WORK REQUEST -
Print the entries below in their entirety, exactly as they are written.

SUPPLIED RECORDS -
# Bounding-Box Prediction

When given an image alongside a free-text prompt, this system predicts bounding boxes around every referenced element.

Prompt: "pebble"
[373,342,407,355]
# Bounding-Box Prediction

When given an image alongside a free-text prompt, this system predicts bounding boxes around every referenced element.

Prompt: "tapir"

SOLUTION FOR THIS TASK -
# Bounding-Box Prediction

When given an image alongside a free-text prompt, this system predicts bounding boxes around every referenced element.

Prompt: "pebble"
[373,342,407,355]
# Bounding-Box Prediction

When given an image alongside a free-text prompt, this system predicts bounding boxes around every referenced element.

Prompt: "tapir"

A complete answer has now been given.